What you will do: Carry the remuneration report on KSB AG's Board of Management forward from its final sentence.

Document segment:
## BEGIN

The Remuneration Report summarises the principles applied when determining the remuneration arrangements for the Board of Management of KSB AG. It is prepared in accordance with the recommendations of the German Corporate Governance Code (item 4.2.5) and explains the remuneration ­system in place for Board of Management members. This system is geared towards sustainable corporate development. It is adopted by the Supervisory Board plenary session based on the recommendation of the Personnel Committee and ­reviewed at regular intervals. The same applies to individual Board of Management compensation amounts.

The remuneration arrangements for the Board of Management were structured as clearly and transparently as possible. The total amount of remuneration for the individual Board of Management members was determined based on various parameters. Criteria for assessing the appropriateness of the remuneration included the responsibilities of the individual Board of Management members, their personal performance, the economic situation, the company’s success and prospects as well as customary remuneration amounts when taking peer companies and the remuneration structure used elsewhere within the company into consideration.

The remuneration of the Board of Management consisted of fixed and variable components. Fixed components were granted regardless of performance and consisted of a fixed sum plus benefits, as well as pension commitments (retirement, disability, widow’s or orphan’s pension). The fixed sum made up 60 % of the maximum annual salary and was paid out as a monthly basic remuneration. All Board of Management members were equally entitled to the accompanying fringe benefits which included the private use of a company car, payment of insurance premiums and any payments associated with a post-contractual non-competition clause. No loans or advance payments were granted to members of the Board of Management in the year under review.

To ensure the sustainability of the nature of the remuneration, the variable remuneration component consisted mainly of ­future-oriented components determined on the basis of a multi-­year assessment. They were partly based (60 %) on the degree of implementation of the corporate strategy and its actual market success, and partly (20 %) on the return on investment measured according to the economic value added method based on a past average value over a medium-term horizon. The short-term share (20 %) was based on the development of the net financial position in the respective financial year as compared with the planned development. The total amount of the variable remuneration components was limited in order to take extraordinary, unforeseen developments into account.

## END

Provided material:
## BEGIN

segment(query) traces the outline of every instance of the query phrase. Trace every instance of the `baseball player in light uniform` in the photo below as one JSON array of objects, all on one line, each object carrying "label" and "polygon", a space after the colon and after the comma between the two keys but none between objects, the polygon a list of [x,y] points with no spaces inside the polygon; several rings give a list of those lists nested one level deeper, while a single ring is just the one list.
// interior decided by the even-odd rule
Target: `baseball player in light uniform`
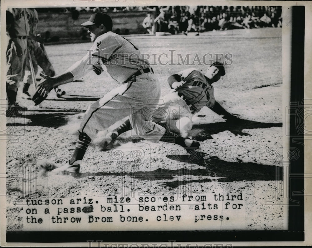
[{"label": "baseball player in light uniform", "polygon": [[29,33],[29,26],[25,8],[9,9],[13,15],[14,22],[8,30],[11,42],[14,46],[11,50],[10,61],[7,73],[7,95],[8,111],[14,115],[20,110],[26,110],[16,104],[17,90],[20,82],[23,80],[23,73],[27,60],[27,37]]},{"label": "baseball player in light uniform", "polygon": [[[32,65],[33,66],[35,76],[38,71],[38,66],[42,69],[45,75],[52,77],[55,75],[55,71],[48,58],[43,47],[43,40],[37,36],[37,26],[39,22],[38,12],[36,9],[33,8],[26,9],[27,19],[29,25],[29,35],[27,38],[28,49],[30,55]],[[39,43],[40,43],[39,45]],[[26,64],[26,73],[27,71],[27,78],[26,82],[24,84],[23,88],[23,97],[27,99],[31,99],[31,96],[28,92],[28,90],[30,85],[32,83],[30,73],[30,65],[29,59],[27,60]],[[30,76],[29,76],[30,75]],[[34,79],[36,80],[36,79]],[[25,79],[24,79],[25,80]],[[64,91],[62,91],[58,87],[55,88],[57,94],[63,95],[65,94]],[[60,96],[58,95],[58,96]]]},{"label": "baseball player in light uniform", "polygon": [[[238,115],[228,113],[215,98],[212,85],[225,75],[223,65],[214,62],[204,74],[191,68],[171,75],[168,81],[172,90],[161,98],[154,112],[153,120],[185,138],[189,137],[193,126],[193,115],[205,106],[222,115],[227,121],[239,121],[240,119],[236,116]],[[111,143],[118,135],[131,128],[130,122],[126,120],[108,133],[103,140]]]},{"label": "baseball player in light uniform", "polygon": [[[198,142],[166,131],[152,121],[150,111],[144,111],[145,107],[149,108],[147,105],[148,102],[151,103],[151,99],[158,102],[160,95],[160,84],[148,62],[142,59],[139,49],[128,40],[112,32],[113,23],[110,17],[103,13],[94,14],[88,21],[82,25],[93,34],[95,39],[93,46],[81,60],[64,73],[46,79],[41,83],[33,100],[38,104],[53,87],[73,82],[91,71],[99,75],[104,66],[107,73],[120,85],[89,107],[69,163],[52,172],[79,172],[89,144],[98,132],[129,115],[131,126],[141,137],[148,137],[156,142],[173,141],[190,152],[198,149]],[[135,112],[132,112],[134,109]]]}]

## END

Answer:
The weighting factors above do not reflect the additional ­possibility of a bonus, to be paid out in individual cases at the discretion of the Supervisory Board, of no more than three monthly salary payments per financial year in recognition of any special performance of individual members of the Board of Management. Such decisions are only made on an irregular basis, meaning that they do not necessarily have to be made annually.

In December 2017 the Supervisory Board discussed and decided to adjust the measurement bases for variable remuneration as of 2018. Determination of the long-term components is now carried out on the basis of the net profit plus depreci­ation / amortisation weighted for 3 years. The short-term share is measured in equal proportions based on the development of the annual EBIT margin, sales revenue and success in the achievement of a personal goal.

Furthermore, when Board of Management contracts are concluded it is agreed that payments made to a Board of Management member in the event of his or her Board of Management tenure being terminated prematurely without good reason shall not exceed the value of two years’ remuneration including fringe benefits (settlement cap in accordance with item 4.2.3 of the German Corporate Governance Code). No other ­payments have been promised to any Board of Management members in the event of termination of service; similarly no compensation will be paid in the event of a takeover offer. If a contract of service is terminated by a Board of Management member for cause, the company shall not make any severance payments. On 6 May 2015 – using a legally permissible option – the Annual General Meeting again resolved not to disclose the details of the compensation for individual members of the Board of Management for a period of five years.

In total, the short-term benefits (total remuneration) paid to the members of the Board of Management for their activities in the 2017 financial year amounted to € 1,858 thousand (previous year: € 1,250 thousand), and the payments for benefits after termination of work € 1,422 thousand (previous year: € 1,388 thousand). € 2,934 thousand (previous year: € 5,255 thousand) has been provided for pension obligations to current members of the Board of Management, and € 42,202 thousand (previous year: € 39,309 thousand) to ­former members of the Board of Management and their surviving dependants; total benefits paid to these persons amounted to € 2,422 thousand in the year under review (previous year: € 2,244 thousand). No stock options or other share-based payment arrangements are granted to members of the Board of Management.

The short-term benefits (total remuneration) paid to members of the Supervisory Board amounted to € 834 thousand for the 2017 financial year (previous year: € 716 thousand). Information on the structure of the remuneration arrangements for the Supervisory Board is provided in the Corporate Governance Statement pursuant to section 289f of the HGB.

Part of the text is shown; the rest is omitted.